== Exercise passage ==

%%

Sometime earlier this year, my mother, a native of Zhejiang province, was shocked to learn that China’s one-child policy was not the rule of law everywhere. “Are you saying not every country has a one-child policy?” she said.
Hearing that made me sad. It was because of the one-child policy that my mother resorted to an illegal clinic where she had the IUD that the hospital inserted, immediately after the birth of my older brother in 1985, removed. It was because of this policy that she then hid with her relatives in another village during her next pregnancy—when she was carrying me.
I am an unwelcome second child. The Chinese government would have preferred I had never been born. If my mom’s pregnancy was ever discovered, I would have been aborted.
Now, after almost 34 years of enacting it and 24 years after my birth, China has reversed its one-child policy. As long as one parent is a single child, families can now welcome a second child. People like me, whose parents weren’t very obedient, will just have to marry another only child if we want two kids. I might be spared from my mother’s pain.
As I ponder the extent to which the government will guide my love life, I think about one huge effect of the policy: the plethora of male only-children that are my age. Being a woman is obviously an advantage since by 2020, there will be 24 million more men than women of marriageable age in China, as a result of the one-child policy and the skewed gender selection it created. The birth preference in Chinese tradition is for a boy to carry on the family name and the blood line. If a family can only have one child, parents try to make sure it’s a boy. Neighbors considered my parents’ decision to have a second child not worth the risk since they already had a boy. But for my parents, who grew up with five and six siblings each, they just couldn’t accept a kid growing up without the love of a brother or sister.
Last week, I congratulated a close friend from Beijing, a mother of a six-month-old son, who will now be able to have a second child. Her response was less than enthusiastic: “It doesn’t matter. Even the policy doesn’t change, as long as you have enough money to buy through, you can always have second or third kid.” In other words, before the actual reversal, the policy only applied to people who couldn’t afford to bend the rules.

%%

== Source information ==
%%

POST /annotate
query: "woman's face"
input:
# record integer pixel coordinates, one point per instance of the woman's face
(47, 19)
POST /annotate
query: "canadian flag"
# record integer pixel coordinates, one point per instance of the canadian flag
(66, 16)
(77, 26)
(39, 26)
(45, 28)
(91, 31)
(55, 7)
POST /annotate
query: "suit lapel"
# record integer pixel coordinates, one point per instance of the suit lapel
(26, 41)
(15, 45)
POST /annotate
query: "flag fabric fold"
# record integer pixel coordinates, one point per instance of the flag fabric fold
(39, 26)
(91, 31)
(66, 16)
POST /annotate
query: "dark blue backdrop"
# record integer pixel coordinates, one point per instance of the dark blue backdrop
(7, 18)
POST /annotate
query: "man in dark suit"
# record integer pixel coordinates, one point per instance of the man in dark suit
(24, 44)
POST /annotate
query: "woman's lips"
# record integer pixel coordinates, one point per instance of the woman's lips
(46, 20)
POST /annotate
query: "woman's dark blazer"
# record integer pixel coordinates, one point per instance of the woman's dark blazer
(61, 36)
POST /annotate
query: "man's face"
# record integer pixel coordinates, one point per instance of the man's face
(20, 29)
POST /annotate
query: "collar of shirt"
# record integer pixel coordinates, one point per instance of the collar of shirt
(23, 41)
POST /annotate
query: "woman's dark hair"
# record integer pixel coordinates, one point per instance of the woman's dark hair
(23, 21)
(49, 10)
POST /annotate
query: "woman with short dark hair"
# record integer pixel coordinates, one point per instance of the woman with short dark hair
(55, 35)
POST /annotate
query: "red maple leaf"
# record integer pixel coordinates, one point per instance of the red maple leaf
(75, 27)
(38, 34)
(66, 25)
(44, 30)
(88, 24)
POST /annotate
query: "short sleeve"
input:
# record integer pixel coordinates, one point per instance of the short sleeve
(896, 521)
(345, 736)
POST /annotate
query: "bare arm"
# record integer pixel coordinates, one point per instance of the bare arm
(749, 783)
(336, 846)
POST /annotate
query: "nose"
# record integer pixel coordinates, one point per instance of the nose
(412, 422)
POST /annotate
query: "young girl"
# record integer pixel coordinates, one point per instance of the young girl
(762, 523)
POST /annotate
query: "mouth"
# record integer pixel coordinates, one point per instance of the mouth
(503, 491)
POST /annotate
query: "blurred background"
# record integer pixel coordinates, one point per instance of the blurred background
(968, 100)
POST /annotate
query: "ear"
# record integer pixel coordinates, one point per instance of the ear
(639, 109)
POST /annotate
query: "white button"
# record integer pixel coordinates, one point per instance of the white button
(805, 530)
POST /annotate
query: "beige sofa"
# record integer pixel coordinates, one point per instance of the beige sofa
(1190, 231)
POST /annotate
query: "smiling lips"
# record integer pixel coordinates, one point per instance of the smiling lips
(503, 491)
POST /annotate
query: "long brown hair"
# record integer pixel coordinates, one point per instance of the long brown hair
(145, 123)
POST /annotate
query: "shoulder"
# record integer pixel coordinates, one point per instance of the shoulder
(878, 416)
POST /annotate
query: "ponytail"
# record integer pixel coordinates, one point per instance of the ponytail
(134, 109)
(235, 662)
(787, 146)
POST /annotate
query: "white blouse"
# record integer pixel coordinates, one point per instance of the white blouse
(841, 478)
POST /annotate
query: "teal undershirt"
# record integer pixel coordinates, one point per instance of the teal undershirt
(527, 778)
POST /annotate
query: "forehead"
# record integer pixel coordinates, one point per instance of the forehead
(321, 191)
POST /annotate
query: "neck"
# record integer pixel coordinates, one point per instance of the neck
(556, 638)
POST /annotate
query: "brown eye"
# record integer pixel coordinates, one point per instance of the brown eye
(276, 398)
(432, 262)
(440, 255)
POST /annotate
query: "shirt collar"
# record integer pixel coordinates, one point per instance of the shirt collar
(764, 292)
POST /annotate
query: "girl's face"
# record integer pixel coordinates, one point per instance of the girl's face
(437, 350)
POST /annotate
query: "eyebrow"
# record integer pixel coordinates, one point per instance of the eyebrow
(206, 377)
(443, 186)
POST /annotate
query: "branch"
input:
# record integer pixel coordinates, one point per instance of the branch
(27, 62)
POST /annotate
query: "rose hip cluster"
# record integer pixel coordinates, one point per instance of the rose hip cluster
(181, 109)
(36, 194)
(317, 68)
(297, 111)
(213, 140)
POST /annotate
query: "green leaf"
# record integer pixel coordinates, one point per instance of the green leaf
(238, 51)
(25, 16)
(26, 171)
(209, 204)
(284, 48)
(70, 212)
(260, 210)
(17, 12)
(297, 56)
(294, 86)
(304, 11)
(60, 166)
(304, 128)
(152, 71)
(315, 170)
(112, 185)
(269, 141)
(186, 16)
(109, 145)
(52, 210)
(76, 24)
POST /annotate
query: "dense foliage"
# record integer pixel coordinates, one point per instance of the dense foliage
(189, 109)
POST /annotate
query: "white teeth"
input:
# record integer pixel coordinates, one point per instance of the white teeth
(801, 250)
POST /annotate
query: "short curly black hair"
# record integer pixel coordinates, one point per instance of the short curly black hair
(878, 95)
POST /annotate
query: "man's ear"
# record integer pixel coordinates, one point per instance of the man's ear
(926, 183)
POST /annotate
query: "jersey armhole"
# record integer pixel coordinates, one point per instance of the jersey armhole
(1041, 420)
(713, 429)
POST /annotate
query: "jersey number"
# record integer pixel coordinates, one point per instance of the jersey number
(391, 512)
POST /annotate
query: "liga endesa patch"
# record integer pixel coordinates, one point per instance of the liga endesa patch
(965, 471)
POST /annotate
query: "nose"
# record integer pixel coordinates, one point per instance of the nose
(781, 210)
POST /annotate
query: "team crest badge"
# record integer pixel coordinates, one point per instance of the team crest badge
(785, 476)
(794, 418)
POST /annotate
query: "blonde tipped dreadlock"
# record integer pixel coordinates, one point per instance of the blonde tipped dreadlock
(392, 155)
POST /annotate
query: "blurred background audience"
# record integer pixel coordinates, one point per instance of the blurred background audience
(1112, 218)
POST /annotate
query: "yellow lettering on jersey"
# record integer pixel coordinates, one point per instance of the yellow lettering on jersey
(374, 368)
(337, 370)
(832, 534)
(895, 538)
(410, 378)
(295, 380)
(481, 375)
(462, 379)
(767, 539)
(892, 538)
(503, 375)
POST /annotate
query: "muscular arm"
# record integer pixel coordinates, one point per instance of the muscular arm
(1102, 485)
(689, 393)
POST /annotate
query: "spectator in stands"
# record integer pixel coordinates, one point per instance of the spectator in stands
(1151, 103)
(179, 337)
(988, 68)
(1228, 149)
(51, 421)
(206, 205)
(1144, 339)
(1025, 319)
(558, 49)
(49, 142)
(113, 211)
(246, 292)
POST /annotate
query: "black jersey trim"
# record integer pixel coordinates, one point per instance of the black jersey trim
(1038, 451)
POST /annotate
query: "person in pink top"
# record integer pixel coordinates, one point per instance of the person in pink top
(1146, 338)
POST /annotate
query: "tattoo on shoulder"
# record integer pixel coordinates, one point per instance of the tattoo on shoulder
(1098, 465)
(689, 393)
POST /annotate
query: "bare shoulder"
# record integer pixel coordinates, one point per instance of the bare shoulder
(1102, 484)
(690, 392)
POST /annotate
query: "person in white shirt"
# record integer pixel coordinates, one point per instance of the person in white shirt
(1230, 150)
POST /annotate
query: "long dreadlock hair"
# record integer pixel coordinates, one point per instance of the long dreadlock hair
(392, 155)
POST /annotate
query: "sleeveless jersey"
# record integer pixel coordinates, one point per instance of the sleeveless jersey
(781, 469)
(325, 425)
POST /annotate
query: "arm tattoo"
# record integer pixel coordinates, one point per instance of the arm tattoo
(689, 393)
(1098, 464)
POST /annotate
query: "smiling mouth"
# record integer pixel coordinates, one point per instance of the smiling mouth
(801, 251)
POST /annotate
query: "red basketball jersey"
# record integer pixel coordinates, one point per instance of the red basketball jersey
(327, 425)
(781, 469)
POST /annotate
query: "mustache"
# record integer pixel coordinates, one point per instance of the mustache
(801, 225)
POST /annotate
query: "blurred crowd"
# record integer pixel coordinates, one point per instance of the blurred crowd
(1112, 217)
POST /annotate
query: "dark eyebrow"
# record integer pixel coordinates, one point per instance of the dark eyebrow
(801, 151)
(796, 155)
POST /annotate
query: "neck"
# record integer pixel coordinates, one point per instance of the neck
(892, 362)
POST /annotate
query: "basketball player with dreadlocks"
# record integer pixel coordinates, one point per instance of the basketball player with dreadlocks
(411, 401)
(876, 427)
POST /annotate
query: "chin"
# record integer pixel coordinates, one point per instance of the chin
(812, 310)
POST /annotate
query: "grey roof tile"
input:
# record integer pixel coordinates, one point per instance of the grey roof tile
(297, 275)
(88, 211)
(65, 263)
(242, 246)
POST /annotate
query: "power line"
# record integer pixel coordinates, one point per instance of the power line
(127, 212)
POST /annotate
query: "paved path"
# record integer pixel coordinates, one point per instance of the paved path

%%

== Things to do ==
A – Write out the passage of the essay on China's one-child policy from "I am an unwelcome" to "have been aborted.".
B – Extend the essay on China's one-child policy by continuing it from the point where it stops.

== Written answers ==
A –
I am an unwelcome second child. The Chinese government would have preferred I had never been born. If my mom’s pregnancy was ever discovered, I would have been aborted.

B –
In rural areas, having more than two children is also not uncommon. Like my mother, if the parents are not reported during pregnancy and safely delivered the baby, paying a fine is the final negotiation with the government. In 1989, my parents, both farmers, paid their entire savings, 364 yuan, just under $100 at the time, for my birth. During the 1980s, the largest penalty for a second child was about 2,000 yuan or around $540. Now, the highest single fine for an extra kid is 1 million yuan ($164,134). Last year alone, the birth control bureau in 19 provinces collected 16.9 million yuan ($2.7 million) in penalties for families having a second child. This team of 500,000 officials is unlikely to be dismissed anytime soon; as everywhere in China, countless parents are still fighting for the chance to have more than one child.
Officials assure that there are not many couples who fit the requirement of the new policy—that is, at least one of the parents is an only child. According to the National Health and Family Planning Commission, there are about 15-20 million couples who are now free to have a second child, and only half of them expressed the willingness to raise two children. “There can be plans to divide time gap among births, give priorities to elderly couple and ensure the approval process for the applications of a second child,” says Wang Peian, deputy chief of the commission.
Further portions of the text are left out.